4- Evite nicotina: o cigarro, assim como a cafeína, tem ação estimuladora sobre o nosso cérebro. Isso pode impactar em uma qualidade do sono de pior qualidade, menos restauradora, principalmente em pessoas com alto consumo de cigarro.
5- Pratique atividades esportivas regularmente: a prática de atividades esportivas faz nosso cérebro produzir neurotransmissores, que inclui a Dopamina. O cansaço físico e o bem-estar vão melhorar a qualidade do seu sono. A preferência é de realizar a atividade esportiva 4 a 8 horas antes da hora de dormir para obter o maior benefício.
6- Manejo do estresse: pratique atividades de relaxamento, como meditação por exemplo. O estresse crônico faz o nosso corpo liberar substâncias estimulantes, como adrenalina, que atrapalha a qualidade do sono.
7- Redução do barulho e de luz no quarto: procure reduzir as fontes de barulho e de luz no cômodo em que você costuma dormir. Luz e som são estimulantes cerebrais, e o excesso desses fatores vão dificultar que o sono chegue a fases mais profundas, ou podem causar micro-despertares ao longo da noite. Ou seja, a qualidade do seu sono será pior!
Essas dicas podem te ajudar a melhorar a qualidade do sono. Mas para algumas pessoas não é o suficiente, e um acompanhamento com especialista em sono pode ser necessária, especialmente em casos de insônia mais severa, ou mesmo outras alterações do sono como a apnéia.

Linhas fornecidas
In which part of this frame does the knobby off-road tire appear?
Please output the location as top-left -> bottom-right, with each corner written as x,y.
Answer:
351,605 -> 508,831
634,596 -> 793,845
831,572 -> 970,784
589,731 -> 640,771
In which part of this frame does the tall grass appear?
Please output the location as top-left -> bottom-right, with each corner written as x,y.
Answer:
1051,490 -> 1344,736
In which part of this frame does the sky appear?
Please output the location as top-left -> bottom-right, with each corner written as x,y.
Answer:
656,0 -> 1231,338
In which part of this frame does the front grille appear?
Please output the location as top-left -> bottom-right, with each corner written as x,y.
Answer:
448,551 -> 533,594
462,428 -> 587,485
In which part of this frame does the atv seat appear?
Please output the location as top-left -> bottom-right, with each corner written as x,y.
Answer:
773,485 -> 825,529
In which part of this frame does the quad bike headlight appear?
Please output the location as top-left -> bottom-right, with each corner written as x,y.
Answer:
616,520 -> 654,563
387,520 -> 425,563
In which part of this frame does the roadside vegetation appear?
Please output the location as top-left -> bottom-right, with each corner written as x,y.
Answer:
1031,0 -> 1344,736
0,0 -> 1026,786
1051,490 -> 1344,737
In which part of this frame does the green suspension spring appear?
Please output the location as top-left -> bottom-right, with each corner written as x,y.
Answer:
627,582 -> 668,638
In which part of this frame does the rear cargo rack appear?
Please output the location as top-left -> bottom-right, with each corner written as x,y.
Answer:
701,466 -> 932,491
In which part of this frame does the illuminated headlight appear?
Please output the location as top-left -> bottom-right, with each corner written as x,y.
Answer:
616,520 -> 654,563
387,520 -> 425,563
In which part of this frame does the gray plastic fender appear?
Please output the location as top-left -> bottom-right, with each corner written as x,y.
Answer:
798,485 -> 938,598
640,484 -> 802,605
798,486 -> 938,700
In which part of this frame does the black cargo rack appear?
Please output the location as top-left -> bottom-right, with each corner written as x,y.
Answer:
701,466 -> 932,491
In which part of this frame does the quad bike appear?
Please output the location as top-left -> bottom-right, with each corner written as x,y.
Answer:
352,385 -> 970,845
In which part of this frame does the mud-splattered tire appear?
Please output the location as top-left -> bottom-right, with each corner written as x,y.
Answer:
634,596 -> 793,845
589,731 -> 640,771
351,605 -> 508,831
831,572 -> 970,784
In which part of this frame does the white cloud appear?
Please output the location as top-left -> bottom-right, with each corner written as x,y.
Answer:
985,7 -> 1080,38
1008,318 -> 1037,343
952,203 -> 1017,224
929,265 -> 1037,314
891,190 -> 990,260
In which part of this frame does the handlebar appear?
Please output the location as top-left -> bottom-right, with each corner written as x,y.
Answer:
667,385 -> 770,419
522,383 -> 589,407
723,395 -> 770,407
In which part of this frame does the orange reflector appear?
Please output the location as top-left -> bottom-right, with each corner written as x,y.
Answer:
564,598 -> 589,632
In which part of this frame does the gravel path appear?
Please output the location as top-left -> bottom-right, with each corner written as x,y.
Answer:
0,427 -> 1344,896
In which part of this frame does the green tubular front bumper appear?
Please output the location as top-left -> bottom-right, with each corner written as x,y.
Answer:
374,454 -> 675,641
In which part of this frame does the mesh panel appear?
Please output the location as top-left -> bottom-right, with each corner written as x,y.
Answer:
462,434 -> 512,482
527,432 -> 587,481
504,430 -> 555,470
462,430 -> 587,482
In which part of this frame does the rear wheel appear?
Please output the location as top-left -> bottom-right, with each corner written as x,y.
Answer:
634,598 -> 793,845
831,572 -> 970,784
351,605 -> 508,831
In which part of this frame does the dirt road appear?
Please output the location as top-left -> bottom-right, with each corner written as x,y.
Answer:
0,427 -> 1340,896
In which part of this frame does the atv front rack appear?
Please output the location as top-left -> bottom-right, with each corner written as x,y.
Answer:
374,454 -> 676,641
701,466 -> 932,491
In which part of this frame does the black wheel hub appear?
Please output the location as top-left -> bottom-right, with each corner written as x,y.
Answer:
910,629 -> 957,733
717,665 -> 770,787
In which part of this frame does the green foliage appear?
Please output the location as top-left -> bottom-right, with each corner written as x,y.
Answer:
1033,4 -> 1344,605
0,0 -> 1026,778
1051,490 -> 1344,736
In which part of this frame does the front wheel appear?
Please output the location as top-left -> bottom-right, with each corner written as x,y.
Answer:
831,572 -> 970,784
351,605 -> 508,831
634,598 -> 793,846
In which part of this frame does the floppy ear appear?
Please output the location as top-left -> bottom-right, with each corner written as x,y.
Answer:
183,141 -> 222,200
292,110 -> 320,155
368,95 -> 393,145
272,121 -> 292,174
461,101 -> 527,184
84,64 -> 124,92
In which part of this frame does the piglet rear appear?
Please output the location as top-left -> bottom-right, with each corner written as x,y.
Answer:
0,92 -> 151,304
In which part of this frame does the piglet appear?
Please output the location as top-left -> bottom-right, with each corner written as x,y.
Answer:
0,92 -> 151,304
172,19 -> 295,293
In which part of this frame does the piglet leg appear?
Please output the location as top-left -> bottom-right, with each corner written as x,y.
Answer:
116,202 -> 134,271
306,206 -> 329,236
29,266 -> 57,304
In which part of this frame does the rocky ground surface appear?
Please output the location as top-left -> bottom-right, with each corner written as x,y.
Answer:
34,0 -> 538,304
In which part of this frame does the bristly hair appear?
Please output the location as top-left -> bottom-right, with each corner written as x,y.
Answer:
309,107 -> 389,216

Instruções do exercício
Dê continuidade ao trecho sobre dicas para melhorar a qualidade do sono, a partir da última frase apresentada. As linhas constituem um material à parte, sem relação com o trecho sobre o sono.

Resposta escrita
Alterações da qualidade do sono não estão associadas somente com quadros de dor, mas também é fator de risco para diversos outros problemas de saúde, como obesidade, diabetes e hipertensão.
Essas doenças são as principais causas de complicações cardíacas, que hoje é a principal causa de mortalidade na população no Brasil. Portanto, cuidar da qualidade do seu sono é cuidar da sua saúde e do seu bem estar!
Referências:
- Cosar E, et al. Sleep disturbance among women with chronic pelvic pain. In J Gynecol Obstet, 2014.
- Taylor DJ, Mallory LJ, Lichstein KL, Durrence HH, Riedel BW, Bush AJ: Comorbidity of chronic insomnia with medical problems. Sleep 30:213-218, 2007.
- Mork PJ, Nilsen TI: Sleep problems and risk of fibromyalgia: Longitudinal data on an adult female population in Norway. Arthritis Rheum 64: 281-284, 2012.
- Haack M, Mullington JM: Susteined sleep restriction reduces emotional and physical well-being. Pain 119: 56-64, 2005.
- Irwin MR, Olmstead R, Carrillo C, Sadehi N, Fitzgerald JD, Ranganath VK, NIcassio PM: Sleep loss exacerbates fatigue, depression, and pain in rheumatoid artritis. Sleep 35: 537, 2012.
- Edwards RR, Grace E, Peterson S, Klick B, Smith MT: Sleep continuity and architecture: Associations with pain-inhibitory processes in patients with temporomandibular joint disorder. Eu J Pain 13:1043-1047, 2009.
- The role of sleep hygiene in promoting public health: a review of empirical evidence. Sleep Medicine Reviews, 2014.
Fonte imagem: Deposit Photos/ Caroline Salazar
Sobre o doutor Tomyo Arazawa:
Médico formado pela Faculdade de Medicina da Universidade de São Paulo (FMUSP), doutor Tomyo Arazawa fez sua Residência Médica e especialização em Ginecologia e Obstetrícia no Hospital das Clínicas da FMUSP. Foi o Preceptor de Ginecologia da FMUSP e se especializou em cirurgias minimamente invasivas (Endoscopia Ginecológica) também no Hospital das Clínicas da FMUSP, tais como cirurgias laparoscópicas, histeroscópicas e cirurgias robóticas.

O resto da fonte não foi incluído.